MATERIAL FOR THE TASK.
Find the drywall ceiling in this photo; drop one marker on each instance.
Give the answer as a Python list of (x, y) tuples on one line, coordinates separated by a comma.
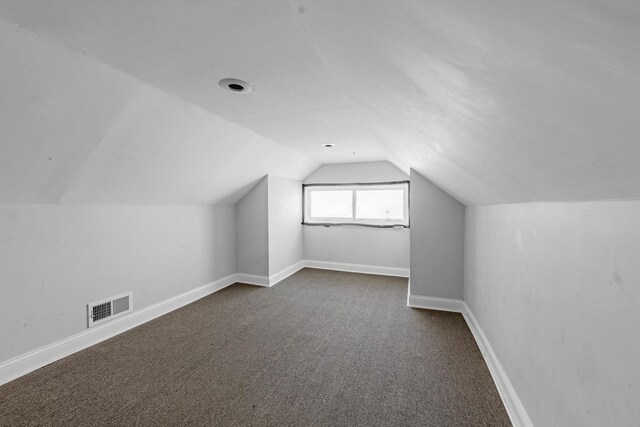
[(493, 101), (74, 130)]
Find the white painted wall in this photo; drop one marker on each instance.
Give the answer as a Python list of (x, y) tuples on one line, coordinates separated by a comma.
[(56, 259), (252, 231), (353, 244), (285, 223), (555, 287), (74, 130), (437, 241)]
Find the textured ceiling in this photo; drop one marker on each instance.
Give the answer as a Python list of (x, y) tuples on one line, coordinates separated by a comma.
[(494, 101)]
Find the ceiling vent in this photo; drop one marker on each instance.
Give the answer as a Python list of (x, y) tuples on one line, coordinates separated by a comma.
[(109, 308), (235, 85)]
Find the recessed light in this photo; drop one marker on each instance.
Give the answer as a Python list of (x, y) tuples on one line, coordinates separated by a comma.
[(235, 85)]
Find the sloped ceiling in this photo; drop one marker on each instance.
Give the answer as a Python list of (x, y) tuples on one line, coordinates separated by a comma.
[(74, 130), (493, 101)]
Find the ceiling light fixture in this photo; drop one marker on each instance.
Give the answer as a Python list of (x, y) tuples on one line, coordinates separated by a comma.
[(235, 85)]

SHORT PROBLEM.
Retype all of the material above line for line, and leave the picture out of your copy.

RESULT OF THE EXERCISE.
Find the drywall ceiling in this photo; drop one marker on each instance.
Give the answer as a Python list of (x, y) tuples on one line, coordinates separated by a comma.
[(493, 101), (74, 130)]
Find the white painted wall in this photo; drop one marker on each instance.
Give the answer as a Python list of (x, y) tuples on one line, coordinates separated by a comma.
[(56, 259), (252, 231), (353, 244), (285, 223), (555, 287), (74, 130), (437, 241)]
Find the textured ceiling in this photo; drop one marker on each instance.
Give the answer as a Python list of (x, y) tuples on one line, coordinates separated by a comma.
[(494, 101)]
Find the ceiling vent in this photo; drop one marker on each instance.
Give the answer as a Python list of (x, y) tuples on one line, coordinates separated by a comma.
[(109, 308), (235, 85)]
Find the recessed light in this photo; drop one marker on each instance.
Give the answer as a Python list of (x, y) tuples on one line, coordinates separated by a comma.
[(235, 85)]
Find the sloped ceiling in this photo; drop one marker on each instance.
Give the answer as a Python list of (x, y) tuples on one line, coordinates separated by a comma.
[(74, 130), (493, 101)]
Find the ceiling light fixture in this photo; drop one marker on each instance.
Give the answer as a Python list of (x, y) tuples on one line, coordinates separated by a comma.
[(235, 85)]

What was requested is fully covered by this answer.